I believe the threat model is the same as before (or more secure). Access today is segmented by namespace (k8s "built-in" secrets). With the CSI driver, access is only permitted when all conditions are met:

  1. A namespace scoped SecretProviderClass (CRD) defining access exists (This directs the mount to the appropriate GCP project / secret).
  2. GCP IAM bindings to a Service Account / Workload Identity in GCP to access a specific secret resource(s).

NOTE: Any workload/job/pod in a shared k8s namespace could use the same service account to access the permitted secret(s)/SecretProviderClass. That should be no different than any pod, in the same namespace, accessing the same secret, today.

As far as what access pods on the same node have (isolation)... If any pod/actor can mount/escape a pod to access node-level storage layers; you are as screwed as you'd be if you were using Kubernetes "built-in" secrets. 😅

Let me know if I misunderstood what you're asking @ameukam!

Edit: There are a couple "security considerations" called out in the repo itself.

jimangel avatar Nov 11 '22 02:11 jimangel

Hey all! Checking in here, what would be the next steps @chaodaiG? Should we try a small-scale demo or is there somewhere to test?

jimangel avatar Jan 30 '23 16:01 jimangel

@cjwagner could you please take a look

chaodaiG avatar Jan 30 '23 17:01 chaodaiG

The Kubernetes project currently lacks enough contributors to adequately respond to all issues.

This bot triages un-triaged issues according to the following rules:

  • After 90d of inactivity, lifecycle/stale is applied
  • After 30d of inactivity since lifecycle/stale was applied, lifecycle/rotten is applied
  • After 30d of inactivity since lifecycle/rotten was applied, the issue is closed

You can:

  • Mark this issue as fresh with /remove-lifecycle stale
  • Close this issue with /close
  • Offer to help out with Issue Triage

Please send feedback to sig-contributor-experience at kubernetes/community.

/lifecycle stale

k8s-triage-robot avatar Apr 30 '23 18:04 k8s-triage-robot

/help-wanted

michelle192837 avatar Sep 12 '23 23:09 michelle192837

This is open for contribution if anyone's willing to do so. (We do keep seeing infrequent errors or flakes that require KES to be restarted, so while it's not urgent it'd be helpful!).

michelle192837 avatar Oct 03 '23 16:10 michelle192837

@michelle192837 Assuming this need to be deployed on a Google-owned GKE cluster, one action would be to create a SA with workload identity so we can use it to retrieve the secrets from the secret manager. I think it only can be done by EngProd.

ameukam avatar Oct 03 '23 16:10 ameukam

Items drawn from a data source
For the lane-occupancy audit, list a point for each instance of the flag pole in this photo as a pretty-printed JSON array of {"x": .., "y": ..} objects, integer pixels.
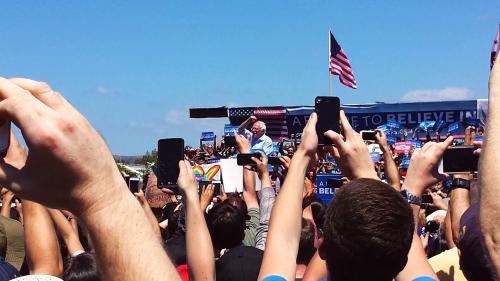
[{"x": 329, "y": 58}]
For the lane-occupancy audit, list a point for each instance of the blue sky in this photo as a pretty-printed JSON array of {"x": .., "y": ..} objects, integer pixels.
[{"x": 134, "y": 68}]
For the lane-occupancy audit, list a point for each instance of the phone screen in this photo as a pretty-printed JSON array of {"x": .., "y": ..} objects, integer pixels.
[
  {"x": 328, "y": 110},
  {"x": 243, "y": 159},
  {"x": 4, "y": 138},
  {"x": 170, "y": 152},
  {"x": 368, "y": 135},
  {"x": 134, "y": 185},
  {"x": 460, "y": 159}
]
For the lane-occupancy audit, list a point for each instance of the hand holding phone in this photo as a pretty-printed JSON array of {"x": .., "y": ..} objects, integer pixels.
[
  {"x": 328, "y": 110},
  {"x": 170, "y": 152}
]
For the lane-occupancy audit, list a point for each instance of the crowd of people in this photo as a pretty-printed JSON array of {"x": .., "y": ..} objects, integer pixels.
[{"x": 67, "y": 212}]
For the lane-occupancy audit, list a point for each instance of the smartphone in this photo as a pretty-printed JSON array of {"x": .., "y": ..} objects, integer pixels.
[
  {"x": 133, "y": 185},
  {"x": 368, "y": 135},
  {"x": 170, "y": 152},
  {"x": 334, "y": 183},
  {"x": 243, "y": 159},
  {"x": 204, "y": 184},
  {"x": 328, "y": 110},
  {"x": 427, "y": 199},
  {"x": 459, "y": 159},
  {"x": 274, "y": 160},
  {"x": 230, "y": 141},
  {"x": 4, "y": 138}
]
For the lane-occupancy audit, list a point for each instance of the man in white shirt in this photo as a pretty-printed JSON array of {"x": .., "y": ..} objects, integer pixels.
[{"x": 257, "y": 135}]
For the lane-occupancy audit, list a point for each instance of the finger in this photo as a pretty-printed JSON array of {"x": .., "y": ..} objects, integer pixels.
[
  {"x": 335, "y": 137},
  {"x": 42, "y": 91}
]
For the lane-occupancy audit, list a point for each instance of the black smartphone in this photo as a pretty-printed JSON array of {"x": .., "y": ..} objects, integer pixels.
[
  {"x": 368, "y": 135},
  {"x": 427, "y": 199},
  {"x": 4, "y": 138},
  {"x": 274, "y": 160},
  {"x": 204, "y": 184},
  {"x": 243, "y": 159},
  {"x": 328, "y": 110},
  {"x": 460, "y": 159},
  {"x": 334, "y": 183},
  {"x": 170, "y": 152},
  {"x": 230, "y": 141},
  {"x": 133, "y": 185}
]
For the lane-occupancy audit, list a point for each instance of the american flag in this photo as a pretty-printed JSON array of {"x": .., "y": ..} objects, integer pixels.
[
  {"x": 339, "y": 64},
  {"x": 274, "y": 117},
  {"x": 496, "y": 48}
]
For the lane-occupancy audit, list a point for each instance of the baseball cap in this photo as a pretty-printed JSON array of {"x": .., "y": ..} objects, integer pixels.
[
  {"x": 474, "y": 261},
  {"x": 239, "y": 263}
]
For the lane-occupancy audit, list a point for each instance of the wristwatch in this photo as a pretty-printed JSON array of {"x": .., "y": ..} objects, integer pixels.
[
  {"x": 411, "y": 198},
  {"x": 460, "y": 183}
]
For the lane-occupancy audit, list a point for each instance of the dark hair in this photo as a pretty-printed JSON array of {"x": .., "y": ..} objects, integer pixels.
[
  {"x": 226, "y": 225},
  {"x": 81, "y": 268},
  {"x": 367, "y": 233},
  {"x": 306, "y": 243}
]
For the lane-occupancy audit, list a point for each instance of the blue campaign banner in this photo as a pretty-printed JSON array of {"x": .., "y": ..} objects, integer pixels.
[
  {"x": 454, "y": 127},
  {"x": 207, "y": 136},
  {"x": 438, "y": 125},
  {"x": 426, "y": 124},
  {"x": 405, "y": 163},
  {"x": 472, "y": 122},
  {"x": 375, "y": 156},
  {"x": 391, "y": 140},
  {"x": 370, "y": 116},
  {"x": 393, "y": 124},
  {"x": 416, "y": 143},
  {"x": 324, "y": 192},
  {"x": 230, "y": 131}
]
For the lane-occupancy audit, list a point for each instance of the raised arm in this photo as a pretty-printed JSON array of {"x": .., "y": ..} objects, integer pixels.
[
  {"x": 62, "y": 142},
  {"x": 285, "y": 224},
  {"x": 390, "y": 168},
  {"x": 490, "y": 176},
  {"x": 422, "y": 173},
  {"x": 200, "y": 252}
]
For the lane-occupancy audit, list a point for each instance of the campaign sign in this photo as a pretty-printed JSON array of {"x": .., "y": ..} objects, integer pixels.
[
  {"x": 416, "y": 143},
  {"x": 427, "y": 124},
  {"x": 403, "y": 147},
  {"x": 230, "y": 131},
  {"x": 324, "y": 192},
  {"x": 207, "y": 136}
]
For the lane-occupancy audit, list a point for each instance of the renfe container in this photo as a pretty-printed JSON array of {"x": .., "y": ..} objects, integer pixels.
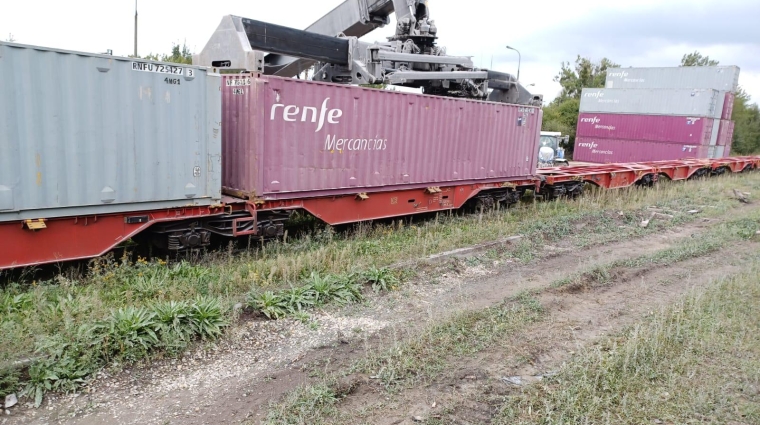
[
  {"x": 653, "y": 128},
  {"x": 92, "y": 134},
  {"x": 726, "y": 133},
  {"x": 605, "y": 151},
  {"x": 286, "y": 138},
  {"x": 728, "y": 106},
  {"x": 721, "y": 78},
  {"x": 685, "y": 102}
]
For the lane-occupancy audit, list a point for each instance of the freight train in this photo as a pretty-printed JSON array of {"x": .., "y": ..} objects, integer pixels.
[{"x": 96, "y": 150}]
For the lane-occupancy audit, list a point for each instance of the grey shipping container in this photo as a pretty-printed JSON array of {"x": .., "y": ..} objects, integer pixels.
[
  {"x": 705, "y": 103},
  {"x": 722, "y": 78},
  {"x": 95, "y": 134}
]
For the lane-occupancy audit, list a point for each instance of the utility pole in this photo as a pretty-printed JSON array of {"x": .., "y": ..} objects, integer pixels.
[
  {"x": 135, "y": 28},
  {"x": 519, "y": 59}
]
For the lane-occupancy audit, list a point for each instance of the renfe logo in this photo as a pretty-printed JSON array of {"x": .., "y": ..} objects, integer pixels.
[
  {"x": 290, "y": 113},
  {"x": 590, "y": 145},
  {"x": 293, "y": 113},
  {"x": 594, "y": 120}
]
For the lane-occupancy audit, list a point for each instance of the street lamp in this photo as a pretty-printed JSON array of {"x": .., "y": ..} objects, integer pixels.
[{"x": 519, "y": 59}]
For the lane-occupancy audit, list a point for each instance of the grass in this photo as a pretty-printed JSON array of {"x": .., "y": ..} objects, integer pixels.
[
  {"x": 32, "y": 313},
  {"x": 422, "y": 357},
  {"x": 696, "y": 362},
  {"x": 714, "y": 239}
]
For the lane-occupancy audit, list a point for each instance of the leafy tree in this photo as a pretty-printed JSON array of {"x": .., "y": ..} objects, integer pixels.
[
  {"x": 746, "y": 115},
  {"x": 179, "y": 54},
  {"x": 562, "y": 116},
  {"x": 562, "y": 113},
  {"x": 747, "y": 128},
  {"x": 584, "y": 74},
  {"x": 696, "y": 59}
]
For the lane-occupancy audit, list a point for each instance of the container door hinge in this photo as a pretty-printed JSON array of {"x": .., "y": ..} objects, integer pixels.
[{"x": 37, "y": 224}]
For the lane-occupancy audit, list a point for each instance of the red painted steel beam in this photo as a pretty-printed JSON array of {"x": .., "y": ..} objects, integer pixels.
[
  {"x": 378, "y": 205},
  {"x": 76, "y": 238},
  {"x": 611, "y": 176}
]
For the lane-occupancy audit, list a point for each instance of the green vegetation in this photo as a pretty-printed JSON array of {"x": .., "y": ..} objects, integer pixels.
[
  {"x": 422, "y": 357},
  {"x": 179, "y": 54},
  {"x": 158, "y": 310},
  {"x": 696, "y": 362},
  {"x": 562, "y": 113},
  {"x": 127, "y": 335},
  {"x": 696, "y": 59},
  {"x": 318, "y": 291}
]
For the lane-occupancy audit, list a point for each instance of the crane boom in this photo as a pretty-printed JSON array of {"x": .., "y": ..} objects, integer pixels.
[{"x": 331, "y": 45}]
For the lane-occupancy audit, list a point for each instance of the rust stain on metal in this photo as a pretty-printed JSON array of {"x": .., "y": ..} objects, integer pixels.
[{"x": 37, "y": 224}]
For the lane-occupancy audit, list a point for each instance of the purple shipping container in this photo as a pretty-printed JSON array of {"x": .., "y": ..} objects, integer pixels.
[
  {"x": 726, "y": 134},
  {"x": 652, "y": 128},
  {"x": 606, "y": 151},
  {"x": 728, "y": 106},
  {"x": 287, "y": 138}
]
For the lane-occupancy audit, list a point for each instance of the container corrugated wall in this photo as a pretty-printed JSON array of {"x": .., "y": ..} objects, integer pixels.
[
  {"x": 684, "y": 102},
  {"x": 606, "y": 151},
  {"x": 721, "y": 78},
  {"x": 91, "y": 134},
  {"x": 654, "y": 128},
  {"x": 287, "y": 138},
  {"x": 728, "y": 106},
  {"x": 726, "y": 133}
]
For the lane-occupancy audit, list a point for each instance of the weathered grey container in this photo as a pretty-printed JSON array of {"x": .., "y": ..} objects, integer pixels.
[
  {"x": 722, "y": 78},
  {"x": 684, "y": 102},
  {"x": 94, "y": 134}
]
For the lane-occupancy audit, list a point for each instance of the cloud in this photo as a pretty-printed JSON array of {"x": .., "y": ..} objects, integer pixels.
[{"x": 655, "y": 35}]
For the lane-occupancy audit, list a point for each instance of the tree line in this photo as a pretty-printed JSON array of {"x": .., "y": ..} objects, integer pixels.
[{"x": 561, "y": 114}]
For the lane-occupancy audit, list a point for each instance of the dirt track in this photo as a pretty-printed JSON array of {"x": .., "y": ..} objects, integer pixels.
[{"x": 264, "y": 360}]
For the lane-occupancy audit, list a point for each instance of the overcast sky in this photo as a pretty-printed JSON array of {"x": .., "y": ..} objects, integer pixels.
[{"x": 641, "y": 33}]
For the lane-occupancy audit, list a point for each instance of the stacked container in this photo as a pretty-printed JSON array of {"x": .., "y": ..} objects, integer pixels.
[{"x": 648, "y": 114}]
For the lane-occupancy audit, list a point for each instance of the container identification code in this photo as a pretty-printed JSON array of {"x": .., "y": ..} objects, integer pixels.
[{"x": 162, "y": 69}]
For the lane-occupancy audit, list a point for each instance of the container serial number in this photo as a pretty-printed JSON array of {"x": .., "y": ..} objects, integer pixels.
[{"x": 163, "y": 69}]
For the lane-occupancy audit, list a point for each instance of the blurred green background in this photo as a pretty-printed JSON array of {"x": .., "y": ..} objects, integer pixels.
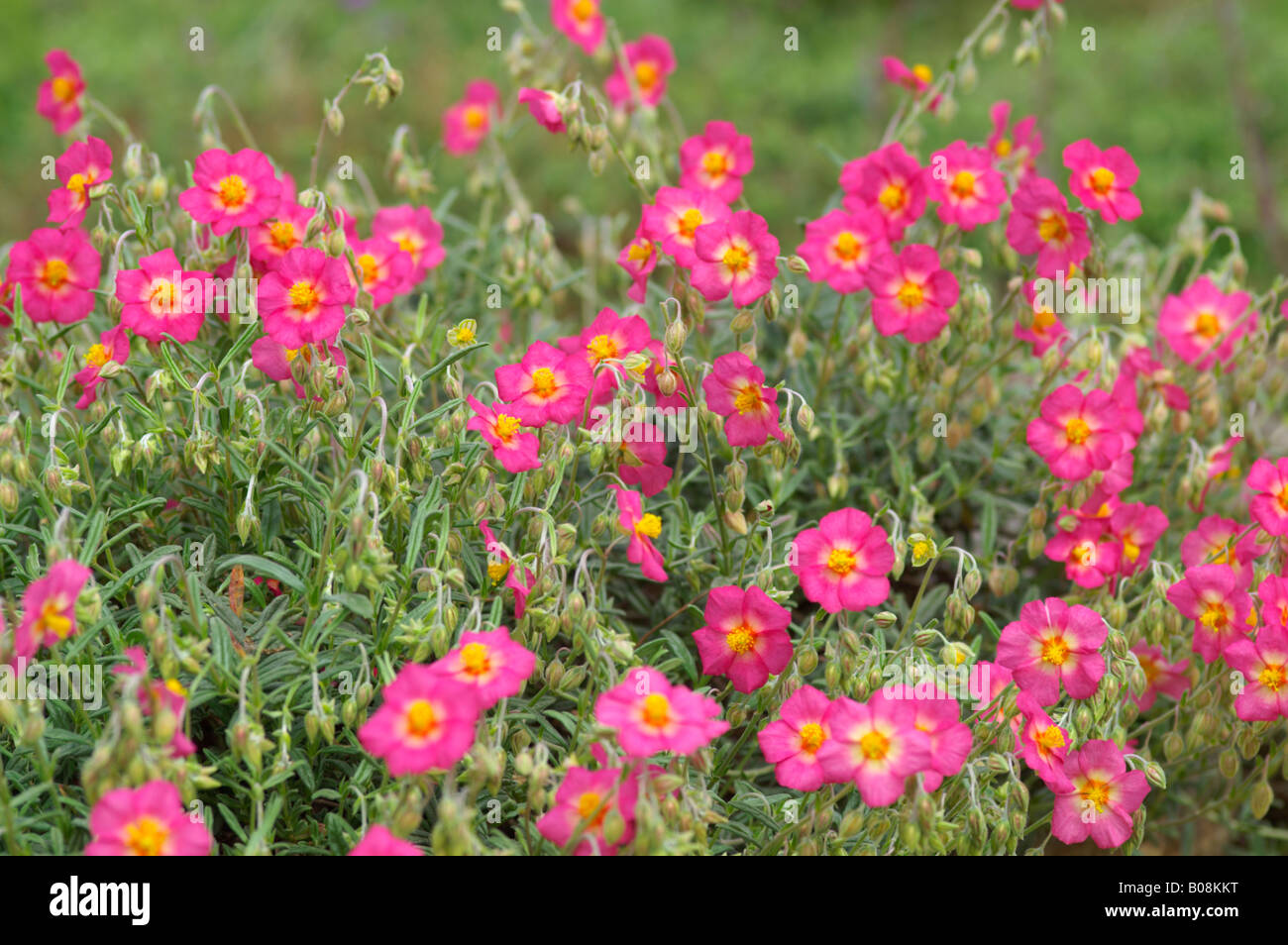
[{"x": 1181, "y": 84}]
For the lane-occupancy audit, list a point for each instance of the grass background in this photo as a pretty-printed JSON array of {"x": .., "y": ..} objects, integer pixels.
[{"x": 1181, "y": 84}]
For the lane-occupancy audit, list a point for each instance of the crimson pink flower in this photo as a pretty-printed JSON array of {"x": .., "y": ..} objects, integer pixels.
[
  {"x": 50, "y": 608},
  {"x": 1193, "y": 321},
  {"x": 416, "y": 233},
  {"x": 735, "y": 390},
  {"x": 112, "y": 344},
  {"x": 643, "y": 528},
  {"x": 674, "y": 218},
  {"x": 716, "y": 161},
  {"x": 80, "y": 167},
  {"x": 545, "y": 108},
  {"x": 911, "y": 295},
  {"x": 426, "y": 722},
  {"x": 1054, "y": 643},
  {"x": 1263, "y": 664},
  {"x": 1222, "y": 608},
  {"x": 940, "y": 717},
  {"x": 1042, "y": 223},
  {"x": 890, "y": 181},
  {"x": 842, "y": 564},
  {"x": 1160, "y": 677},
  {"x": 150, "y": 820},
  {"x": 1018, "y": 146},
  {"x": 1103, "y": 179},
  {"x": 159, "y": 297},
  {"x": 59, "y": 95},
  {"x": 651, "y": 60},
  {"x": 967, "y": 188},
  {"x": 876, "y": 744},
  {"x": 1042, "y": 743},
  {"x": 546, "y": 386},
  {"x": 735, "y": 257},
  {"x": 515, "y": 448},
  {"x": 468, "y": 123},
  {"x": 649, "y": 714},
  {"x": 580, "y": 21},
  {"x": 232, "y": 191},
  {"x": 58, "y": 271},
  {"x": 1269, "y": 503},
  {"x": 791, "y": 742},
  {"x": 583, "y": 803},
  {"x": 303, "y": 300},
  {"x": 488, "y": 665},
  {"x": 377, "y": 841},
  {"x": 745, "y": 636},
  {"x": 1102, "y": 797},
  {"x": 1077, "y": 433},
  {"x": 841, "y": 245}
]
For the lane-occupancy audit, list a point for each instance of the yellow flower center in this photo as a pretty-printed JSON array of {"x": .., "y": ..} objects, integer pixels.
[
  {"x": 146, "y": 837},
  {"x": 841, "y": 562},
  {"x": 741, "y": 639}
]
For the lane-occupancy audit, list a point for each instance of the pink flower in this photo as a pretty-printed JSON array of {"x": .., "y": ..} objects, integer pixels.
[
  {"x": 160, "y": 299},
  {"x": 716, "y": 161},
  {"x": 426, "y": 722},
  {"x": 1160, "y": 677},
  {"x": 468, "y": 123},
  {"x": 674, "y": 218},
  {"x": 488, "y": 665},
  {"x": 1102, "y": 798},
  {"x": 1077, "y": 433},
  {"x": 81, "y": 166},
  {"x": 651, "y": 714},
  {"x": 1214, "y": 597},
  {"x": 271, "y": 240},
  {"x": 1269, "y": 505},
  {"x": 514, "y": 448},
  {"x": 1263, "y": 664},
  {"x": 58, "y": 271},
  {"x": 378, "y": 842},
  {"x": 642, "y": 528},
  {"x": 842, "y": 564},
  {"x": 793, "y": 742},
  {"x": 303, "y": 300},
  {"x": 841, "y": 245},
  {"x": 892, "y": 183},
  {"x": 59, "y": 97},
  {"x": 1193, "y": 321},
  {"x": 500, "y": 567},
  {"x": 735, "y": 390},
  {"x": 583, "y": 803},
  {"x": 1020, "y": 147},
  {"x": 967, "y": 188},
  {"x": 50, "y": 608},
  {"x": 150, "y": 820},
  {"x": 745, "y": 636},
  {"x": 232, "y": 191},
  {"x": 546, "y": 386},
  {"x": 876, "y": 744},
  {"x": 1043, "y": 744},
  {"x": 737, "y": 257},
  {"x": 1103, "y": 179},
  {"x": 1042, "y": 223},
  {"x": 112, "y": 344},
  {"x": 1055, "y": 643},
  {"x": 416, "y": 233},
  {"x": 580, "y": 21},
  {"x": 545, "y": 108},
  {"x": 651, "y": 60},
  {"x": 911, "y": 295}
]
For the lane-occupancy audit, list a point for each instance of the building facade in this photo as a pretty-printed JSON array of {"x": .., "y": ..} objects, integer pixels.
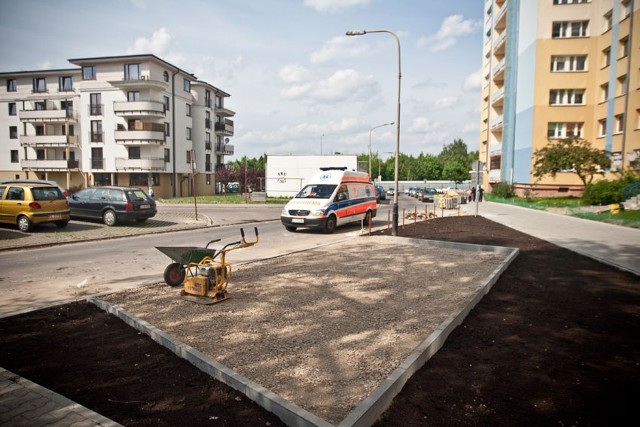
[
  {"x": 122, "y": 120},
  {"x": 555, "y": 69}
]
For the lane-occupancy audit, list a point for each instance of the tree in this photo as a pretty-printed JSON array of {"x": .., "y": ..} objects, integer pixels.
[{"x": 571, "y": 155}]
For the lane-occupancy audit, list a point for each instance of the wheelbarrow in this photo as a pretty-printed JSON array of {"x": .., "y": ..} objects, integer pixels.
[{"x": 203, "y": 272}]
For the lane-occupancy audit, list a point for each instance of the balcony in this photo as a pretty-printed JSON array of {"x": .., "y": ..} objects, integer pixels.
[
  {"x": 225, "y": 128},
  {"x": 48, "y": 140},
  {"x": 50, "y": 116},
  {"x": 49, "y": 164},
  {"x": 147, "y": 164},
  {"x": 224, "y": 149},
  {"x": 139, "y": 109},
  {"x": 141, "y": 134},
  {"x": 224, "y": 112}
]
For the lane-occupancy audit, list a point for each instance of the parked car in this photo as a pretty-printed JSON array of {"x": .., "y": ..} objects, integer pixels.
[
  {"x": 26, "y": 205},
  {"x": 35, "y": 181},
  {"x": 426, "y": 194},
  {"x": 112, "y": 205},
  {"x": 380, "y": 193}
]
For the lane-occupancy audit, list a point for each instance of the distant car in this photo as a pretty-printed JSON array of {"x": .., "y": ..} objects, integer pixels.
[
  {"x": 426, "y": 194},
  {"x": 26, "y": 205},
  {"x": 380, "y": 193},
  {"x": 112, "y": 205}
]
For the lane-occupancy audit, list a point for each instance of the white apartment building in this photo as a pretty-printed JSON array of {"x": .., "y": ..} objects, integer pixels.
[{"x": 119, "y": 120}]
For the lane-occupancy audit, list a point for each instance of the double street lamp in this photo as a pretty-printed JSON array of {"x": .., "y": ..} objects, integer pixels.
[
  {"x": 394, "y": 224},
  {"x": 371, "y": 130}
]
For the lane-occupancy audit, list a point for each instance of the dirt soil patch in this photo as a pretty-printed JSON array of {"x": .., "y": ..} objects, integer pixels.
[{"x": 556, "y": 342}]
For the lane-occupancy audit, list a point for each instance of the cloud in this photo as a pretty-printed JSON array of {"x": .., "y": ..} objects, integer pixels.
[
  {"x": 338, "y": 47},
  {"x": 334, "y": 5},
  {"x": 342, "y": 85},
  {"x": 157, "y": 44},
  {"x": 473, "y": 82},
  {"x": 451, "y": 29}
]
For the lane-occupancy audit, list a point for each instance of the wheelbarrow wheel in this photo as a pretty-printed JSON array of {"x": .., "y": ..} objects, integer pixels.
[{"x": 174, "y": 274}]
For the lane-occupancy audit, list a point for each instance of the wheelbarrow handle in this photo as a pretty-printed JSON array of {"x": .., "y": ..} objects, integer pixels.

§ **TASK INSTRUCTIONS**
**a)** In the thread excerpt, why would work on this issue be helpful even though it is not urgent? Answer in one to three sentences.
**b)** Return, unchanged, the stretch of the records from the line containing "of the parked" through the end of the records, including both the first and last lines.
The thread excerpt and the records are separate material with no connection to each other.

§ **TASK RESPONSES**
**a)** Infrequent errors or flakes keep occurring that require KES to be restarted.

**b)**
For the lane-occupancy audit, list a point for each instance of the parked car in this photo as a pretty-printed JSON array of {"x": .., "y": ..} objects, integer pixels.
[
  {"x": 26, "y": 205},
  {"x": 35, "y": 181},
  {"x": 426, "y": 194},
  {"x": 112, "y": 205},
  {"x": 380, "y": 193}
]
For the lane-occupancy audit, list a point for each instance of the distant car in this photo as a pretty-printed JSON array of {"x": .., "y": ..} objects, integer pixels.
[
  {"x": 426, "y": 194},
  {"x": 26, "y": 205},
  {"x": 380, "y": 193},
  {"x": 112, "y": 205}
]
For the lane-occupancy audit, list a point for each instance of the white apartment building in this photo as a pretty-printed JSON array of {"x": .., "y": ..} objects, integer pixels.
[{"x": 119, "y": 120}]
For the lane-occupancy audit, list a point for each instance of the double street lamp in this photo as a pretty-printed JSON array of {"x": .., "y": ..} objects, integer pixels.
[
  {"x": 394, "y": 224},
  {"x": 371, "y": 130}
]
For the lane-occupancy audit, list a point for each instance of the dirt soil patch in this photo as a pretty-printed JSON array of {"x": .., "y": ..} objects, integer pixels.
[{"x": 556, "y": 342}]
For the lane-occupancy audit, list a point for each instance of the cloud in this photo as a pretty-printed JSON array of {"x": .., "y": ..} objects, integer pixels.
[
  {"x": 338, "y": 47},
  {"x": 334, "y": 5},
  {"x": 342, "y": 85},
  {"x": 157, "y": 44},
  {"x": 473, "y": 82},
  {"x": 451, "y": 29}
]
For the lane-occupancy audit, list a point for each instance of the wheelbarrow wheel in this photo as a pretty-printed JSON array of {"x": .., "y": ..} objects, integer pixels.
[{"x": 174, "y": 274}]
For the lane-occupancy audit, list a point for each instance of the wheelbarrow handle in this photo as a pretty-printed JSON array of {"x": .., "y": ..} objects, integer pixels.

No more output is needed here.